## WORK TASK:
Among the records below, find each line bearing the word "position" and copy it.

◆ ◆ ◆ ◆ ◆ ◆ ◆

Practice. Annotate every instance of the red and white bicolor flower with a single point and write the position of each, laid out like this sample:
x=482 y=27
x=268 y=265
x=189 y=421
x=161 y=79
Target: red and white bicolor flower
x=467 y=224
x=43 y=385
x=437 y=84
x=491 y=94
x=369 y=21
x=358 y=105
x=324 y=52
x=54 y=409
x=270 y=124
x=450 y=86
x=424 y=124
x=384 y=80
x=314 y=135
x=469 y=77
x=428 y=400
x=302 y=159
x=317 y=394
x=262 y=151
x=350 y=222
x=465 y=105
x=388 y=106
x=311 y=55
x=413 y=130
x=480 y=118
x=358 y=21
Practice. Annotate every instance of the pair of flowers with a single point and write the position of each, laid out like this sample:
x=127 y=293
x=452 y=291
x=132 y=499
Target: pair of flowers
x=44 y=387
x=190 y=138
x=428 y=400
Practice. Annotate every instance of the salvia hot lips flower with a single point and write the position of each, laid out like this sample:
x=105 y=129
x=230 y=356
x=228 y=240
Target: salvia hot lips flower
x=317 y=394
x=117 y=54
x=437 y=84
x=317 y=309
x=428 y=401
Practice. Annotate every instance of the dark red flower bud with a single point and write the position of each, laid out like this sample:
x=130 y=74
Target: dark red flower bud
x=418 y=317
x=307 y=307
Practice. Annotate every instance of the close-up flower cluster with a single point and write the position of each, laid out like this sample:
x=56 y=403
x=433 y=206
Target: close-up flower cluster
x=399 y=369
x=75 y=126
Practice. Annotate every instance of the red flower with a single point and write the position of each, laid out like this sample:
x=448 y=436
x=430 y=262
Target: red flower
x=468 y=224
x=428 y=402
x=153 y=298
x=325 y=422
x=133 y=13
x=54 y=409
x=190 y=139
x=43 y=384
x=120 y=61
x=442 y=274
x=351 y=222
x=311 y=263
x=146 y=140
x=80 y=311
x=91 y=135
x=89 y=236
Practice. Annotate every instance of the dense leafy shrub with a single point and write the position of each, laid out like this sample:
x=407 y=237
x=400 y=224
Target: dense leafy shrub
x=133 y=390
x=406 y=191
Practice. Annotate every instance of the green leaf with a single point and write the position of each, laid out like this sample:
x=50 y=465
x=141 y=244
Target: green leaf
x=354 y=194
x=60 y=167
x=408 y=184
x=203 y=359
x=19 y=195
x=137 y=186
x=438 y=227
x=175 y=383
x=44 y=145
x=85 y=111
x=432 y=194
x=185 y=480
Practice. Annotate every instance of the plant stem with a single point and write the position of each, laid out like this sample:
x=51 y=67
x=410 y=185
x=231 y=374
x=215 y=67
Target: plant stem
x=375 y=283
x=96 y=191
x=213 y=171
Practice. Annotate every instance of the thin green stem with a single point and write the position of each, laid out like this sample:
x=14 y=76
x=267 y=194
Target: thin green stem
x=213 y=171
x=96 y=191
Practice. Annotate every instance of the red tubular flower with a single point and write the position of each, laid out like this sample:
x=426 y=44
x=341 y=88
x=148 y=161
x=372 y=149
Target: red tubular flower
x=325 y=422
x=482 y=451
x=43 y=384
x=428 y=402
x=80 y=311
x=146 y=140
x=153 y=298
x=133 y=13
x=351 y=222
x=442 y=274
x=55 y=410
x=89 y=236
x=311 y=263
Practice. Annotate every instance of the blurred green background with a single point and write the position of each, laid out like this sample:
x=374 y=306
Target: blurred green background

◆ ◆ ◆ ◆ ◆ ◆ ◆

## REPLY TO THE TASK:
Practice. Annotate every instance of the red and white bicolor flower with a single point and write the position of each, laid out like this sample:
Practice. Annotate every instance of the pair of flowers with a single point and write the position of each, laid out like this sample:
Practice. Annotate every instance of the salvia hot lips flower with a single point and write the position of each, laid out like this sample:
Practice. Annotate every instance of the dark red flower bud with a single point and write the position of each, laid out like this sample:
Practice. Annotate every instance of the close-up flower cluster with a single point and write the position of each, laid out like this sample:
Practice. Annotate every instance of the red flower with a single point and write the position of each, laid out like this sample:
Practice. Annotate every instance of the dense leafy shrub with a single point and write the position of each, laid out like this sample:
Practice. Annotate every instance of the green leaf with a single point and write the position of each, laid out like this sample:
Practice. Annotate every instance of the plant stem with a single point and write the position of each, laid out like this sample:
Practice. Annotate every instance of the thin green stem with a single point and write the position of each, laid out like this sample:
Practice. Annotate every instance of the red tubular flower with a single point and write the position of each, laid out like this sample:
Practice. Annotate every instance of the blurred green background with a single point and write the position of each, laid out like this sample:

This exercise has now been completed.